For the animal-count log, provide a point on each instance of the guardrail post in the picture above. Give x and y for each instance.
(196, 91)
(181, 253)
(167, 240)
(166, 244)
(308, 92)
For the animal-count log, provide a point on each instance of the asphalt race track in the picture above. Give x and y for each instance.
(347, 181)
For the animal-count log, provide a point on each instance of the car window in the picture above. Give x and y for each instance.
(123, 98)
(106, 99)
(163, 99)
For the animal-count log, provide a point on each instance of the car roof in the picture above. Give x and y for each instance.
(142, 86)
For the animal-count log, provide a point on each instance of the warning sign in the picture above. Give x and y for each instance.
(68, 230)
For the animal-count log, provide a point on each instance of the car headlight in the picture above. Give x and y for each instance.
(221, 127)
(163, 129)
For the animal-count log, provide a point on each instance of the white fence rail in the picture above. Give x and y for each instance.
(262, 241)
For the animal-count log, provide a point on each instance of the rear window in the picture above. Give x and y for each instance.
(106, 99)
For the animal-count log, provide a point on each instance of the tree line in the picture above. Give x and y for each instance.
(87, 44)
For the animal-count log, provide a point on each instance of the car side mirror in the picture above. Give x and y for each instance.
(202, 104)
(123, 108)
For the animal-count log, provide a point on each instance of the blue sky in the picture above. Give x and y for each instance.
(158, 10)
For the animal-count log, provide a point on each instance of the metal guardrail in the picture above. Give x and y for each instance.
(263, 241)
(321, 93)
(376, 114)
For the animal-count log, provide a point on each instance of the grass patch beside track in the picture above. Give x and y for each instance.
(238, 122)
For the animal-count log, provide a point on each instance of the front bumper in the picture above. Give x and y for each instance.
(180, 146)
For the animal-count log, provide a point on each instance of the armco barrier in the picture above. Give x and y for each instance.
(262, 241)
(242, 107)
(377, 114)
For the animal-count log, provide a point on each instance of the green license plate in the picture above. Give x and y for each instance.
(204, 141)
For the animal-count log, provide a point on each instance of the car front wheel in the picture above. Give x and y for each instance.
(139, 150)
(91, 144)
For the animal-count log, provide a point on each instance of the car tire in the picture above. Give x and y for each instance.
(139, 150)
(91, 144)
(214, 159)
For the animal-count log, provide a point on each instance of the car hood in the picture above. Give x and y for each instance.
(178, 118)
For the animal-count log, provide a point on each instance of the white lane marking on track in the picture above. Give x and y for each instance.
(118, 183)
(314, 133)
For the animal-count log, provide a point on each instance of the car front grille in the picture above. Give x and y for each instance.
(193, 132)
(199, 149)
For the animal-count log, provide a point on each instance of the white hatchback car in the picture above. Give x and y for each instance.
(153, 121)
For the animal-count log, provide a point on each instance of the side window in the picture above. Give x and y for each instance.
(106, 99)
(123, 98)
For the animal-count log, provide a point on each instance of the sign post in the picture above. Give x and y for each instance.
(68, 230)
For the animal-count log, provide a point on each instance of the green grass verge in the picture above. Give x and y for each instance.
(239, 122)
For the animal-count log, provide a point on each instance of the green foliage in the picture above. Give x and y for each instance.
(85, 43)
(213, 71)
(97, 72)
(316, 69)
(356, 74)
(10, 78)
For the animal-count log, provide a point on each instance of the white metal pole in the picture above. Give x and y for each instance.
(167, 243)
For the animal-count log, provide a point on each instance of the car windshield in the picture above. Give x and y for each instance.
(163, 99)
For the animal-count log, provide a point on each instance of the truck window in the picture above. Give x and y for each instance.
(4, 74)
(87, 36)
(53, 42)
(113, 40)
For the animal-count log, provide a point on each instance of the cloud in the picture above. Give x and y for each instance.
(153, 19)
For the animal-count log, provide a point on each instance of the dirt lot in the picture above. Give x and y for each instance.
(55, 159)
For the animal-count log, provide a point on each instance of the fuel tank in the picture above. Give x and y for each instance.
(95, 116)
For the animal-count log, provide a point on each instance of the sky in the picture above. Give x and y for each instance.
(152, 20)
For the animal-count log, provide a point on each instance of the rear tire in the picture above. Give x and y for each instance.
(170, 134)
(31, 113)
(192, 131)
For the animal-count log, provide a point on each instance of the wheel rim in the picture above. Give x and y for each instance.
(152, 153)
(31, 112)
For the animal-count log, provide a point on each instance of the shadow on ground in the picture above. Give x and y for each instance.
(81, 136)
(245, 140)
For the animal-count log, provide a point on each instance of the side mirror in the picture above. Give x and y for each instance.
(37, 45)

Problem details: Print, exactly and only, the lines running from the one with "of the dirt" to the end of the data above.

Solution:
For the animal-count log, provide a point on each instance of the dirt lot in the picture above. Give x and y for each instance.
(55, 159)
For the animal-count log, provide a point on each instance of the fuel tank in the picture above. Give x and y for each instance.
(95, 116)
For the animal-count log, provide a point on each instance of the sky in the picture above. Give x and y for each instance.
(152, 20)
For the animal-count log, provide a point on each instance of the rear tire in the picture above. Give x and y for each instance.
(170, 134)
(31, 113)
(192, 131)
For the animal-count log, provide a point on each instance of the wheel rim in the picture above. Give x and y for each instance.
(152, 153)
(31, 112)
For the animal-count log, provide a point on each instance of the shadow on ground in the picture above. Give x and y for each instance.
(81, 136)
(245, 140)
For the animal-count log, provide a point on each instance of the side mirror in the picture above. Give x and y for each instance.
(37, 45)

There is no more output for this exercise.